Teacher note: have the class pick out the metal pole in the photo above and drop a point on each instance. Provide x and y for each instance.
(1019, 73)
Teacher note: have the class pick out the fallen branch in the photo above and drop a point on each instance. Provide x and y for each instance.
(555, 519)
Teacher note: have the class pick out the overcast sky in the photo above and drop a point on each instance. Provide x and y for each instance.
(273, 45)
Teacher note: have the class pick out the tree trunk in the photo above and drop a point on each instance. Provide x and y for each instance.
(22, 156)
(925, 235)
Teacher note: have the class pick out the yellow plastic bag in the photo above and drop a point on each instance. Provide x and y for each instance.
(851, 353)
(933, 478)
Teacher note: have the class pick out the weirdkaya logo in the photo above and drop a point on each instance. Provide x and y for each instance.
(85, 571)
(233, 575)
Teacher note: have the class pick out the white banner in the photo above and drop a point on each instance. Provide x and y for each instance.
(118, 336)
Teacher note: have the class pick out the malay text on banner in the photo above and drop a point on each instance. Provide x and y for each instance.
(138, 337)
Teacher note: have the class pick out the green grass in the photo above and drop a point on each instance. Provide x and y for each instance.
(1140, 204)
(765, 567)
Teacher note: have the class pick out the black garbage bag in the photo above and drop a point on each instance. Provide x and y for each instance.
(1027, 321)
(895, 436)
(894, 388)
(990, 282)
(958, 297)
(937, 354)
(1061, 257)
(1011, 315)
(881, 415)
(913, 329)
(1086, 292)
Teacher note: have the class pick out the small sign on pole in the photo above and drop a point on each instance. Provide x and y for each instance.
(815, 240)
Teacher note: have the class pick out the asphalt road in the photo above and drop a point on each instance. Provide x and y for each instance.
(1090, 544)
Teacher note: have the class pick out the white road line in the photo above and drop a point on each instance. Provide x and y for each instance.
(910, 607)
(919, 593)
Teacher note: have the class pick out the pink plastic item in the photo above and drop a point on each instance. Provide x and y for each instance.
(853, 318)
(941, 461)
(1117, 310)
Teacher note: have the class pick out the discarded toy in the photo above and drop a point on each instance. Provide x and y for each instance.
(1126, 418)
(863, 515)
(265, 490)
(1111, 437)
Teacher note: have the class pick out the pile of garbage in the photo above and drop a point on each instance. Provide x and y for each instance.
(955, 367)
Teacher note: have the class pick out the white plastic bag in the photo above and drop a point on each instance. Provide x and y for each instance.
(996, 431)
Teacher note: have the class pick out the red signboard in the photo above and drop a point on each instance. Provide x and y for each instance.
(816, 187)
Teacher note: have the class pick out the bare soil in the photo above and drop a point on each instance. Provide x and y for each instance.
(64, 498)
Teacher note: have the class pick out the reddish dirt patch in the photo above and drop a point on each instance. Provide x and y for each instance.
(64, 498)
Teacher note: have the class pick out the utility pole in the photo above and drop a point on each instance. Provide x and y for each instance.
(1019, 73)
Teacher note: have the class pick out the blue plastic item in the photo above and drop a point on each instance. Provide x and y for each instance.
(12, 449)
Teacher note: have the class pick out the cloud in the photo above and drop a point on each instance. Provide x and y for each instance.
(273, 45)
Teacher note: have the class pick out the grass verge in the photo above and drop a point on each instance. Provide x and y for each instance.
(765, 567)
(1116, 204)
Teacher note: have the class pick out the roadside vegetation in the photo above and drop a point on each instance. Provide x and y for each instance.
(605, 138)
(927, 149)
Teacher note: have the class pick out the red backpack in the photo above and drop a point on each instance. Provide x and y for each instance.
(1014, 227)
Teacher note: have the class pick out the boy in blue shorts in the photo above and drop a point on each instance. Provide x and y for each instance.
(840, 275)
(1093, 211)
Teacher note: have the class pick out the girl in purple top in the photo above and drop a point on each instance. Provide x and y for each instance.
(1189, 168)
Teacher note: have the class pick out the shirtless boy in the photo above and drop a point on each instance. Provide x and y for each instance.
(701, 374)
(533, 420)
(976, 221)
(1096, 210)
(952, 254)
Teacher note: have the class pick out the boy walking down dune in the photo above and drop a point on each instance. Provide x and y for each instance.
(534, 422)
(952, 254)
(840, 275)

___

• **Problem to solve**: From the records above, extract each line exactly as shown.

• **Response for this exercise**:
Teacher note: have the class pick out the metal pole in the photo above and drop a point on each instance. Provide x and y for each instance.
(1019, 73)
Teacher note: have the class pick out the fallen branch in the photo above and drop a point on each instance. Provide x and y for each instance.
(555, 519)
Teacher note: have the class pick out the overcast sky in the photo above and drop a point on each instance. Provide x and y for each instance.
(273, 45)
Teacher note: have the class pick out the tree trunk in the photo above and drop a point on each instance. Provide x and y for each instance.
(22, 156)
(925, 235)
Teacher note: have the class pick out the yellow plastic bag in the photo above and drop a point on each instance. Provide x and y for each instance.
(851, 353)
(933, 478)
Teacher note: have the class pick out the weirdkaya logo in the photo above and drop a point on each instance. Provide x and y for each instance.
(85, 571)
(233, 575)
Teacher note: have the class pick out the white banner in the photo above and drop a point on each instance. Provide x and y for each instance.
(118, 336)
Teacher note: have the class pick out the malay text on banner in the photo above and drop a point on each instance. Provide x and y for each instance.
(138, 337)
Teacher note: have the class pick out the green grass in the photo above and drop a point on each instance. Provide x and y for each instance.
(1140, 204)
(765, 567)
Teacher note: have the class pick out the black garbage bag in the photo above and drop a point on each instance. Provide x and y for each instance.
(1027, 321)
(895, 436)
(894, 388)
(990, 282)
(958, 297)
(937, 354)
(1061, 257)
(1011, 315)
(881, 415)
(913, 329)
(1086, 292)
Teacher note: have the class pick out the small sign on pole in the photo above and drop a point on each instance. Provide x and y for each instance.
(815, 240)
Teacher note: have the class pick out the asphalt road in the photo above and drop a point on each instance. Provide x and y for each instance.
(1090, 544)
Teacher note: have the class pick out the white road line in the photo above and drop a point on each instance. Provide x and y for each instance.
(910, 607)
(919, 593)
Teacher note: have the class pick out the pink plastic item in the photo above and drop a point on each instance. Provide x and y for each instance.
(853, 318)
(941, 461)
(1117, 310)
Teacher note: have the class pick out the discarded toy in the photo above and drop a point on each instance. Provide x and y for each instance.
(1126, 418)
(863, 515)
(265, 490)
(1111, 437)
Teacher note: have the class pick out the pile of garbage in the photo above and drop a point on each instance. Provide x and y for each instance.
(955, 367)
Teacher note: have the class pick out the white plastic bag in the photo above and drop a point on each instance. Provide x and y for each instance.
(996, 431)
Teacher note: have the class pick out the red signboard in the photo above and drop a point on each instance. Provide x and y for each instance.
(816, 187)
Teacher note: have the class pick out the bare soil in the photo above and drop a point on each instance. Provide x and y for each instance.
(64, 498)
Teacher note: have the class pick out the reddish dirt patch in the photo above and drop a point on each instance. Provide x and y for each instance.
(64, 498)
Teacher note: have the class pick out the utility pole in the photo above and drop a point on each instance. Provide x and y for each instance.
(1019, 73)
Teacher note: have the class pick out the blue plastic item in the photo above and drop a point on each instance. Provide x and y for each instance.
(12, 449)
Teacher note: have the class pick out the cloud in the photo above and drop a point on each instance. Provide x and y for each instance.
(273, 45)
Teacher note: have the class pick out the grass verge in the photo above and drop a point on each instance. Provide x and y for each instance.
(765, 567)
(1116, 204)
Teacher note: have the class pick out the roadside vegetation in the photo above and drop a point on each instance. Provide x and y for each instance.
(605, 138)
(927, 149)
Teacher note: have the class pick out the red backpack in the photo above and drop a point on each instance. Provide x and y for each instance.
(1014, 227)
Teacher note: have the class pick out the boy in blue shorts in the photo above and drop a point on each instance. Provide x and y for each instance.
(840, 275)
(1093, 211)
Teacher note: have the class pick out the girl in purple top in the photo above and drop a point on each instance. Provide x and y for each instance.
(1189, 168)
Teacher note: have the class pick out the shirtless boy in the photo above and drop a point on each instance. Provide x and y for each instance.
(701, 374)
(533, 420)
(976, 221)
(1096, 210)
(952, 254)
Teacher note: have the class pick out the boy walking down dune in the photo above and drop a point on each instance. Provide x and y for each instance.
(534, 422)
(952, 254)
(840, 275)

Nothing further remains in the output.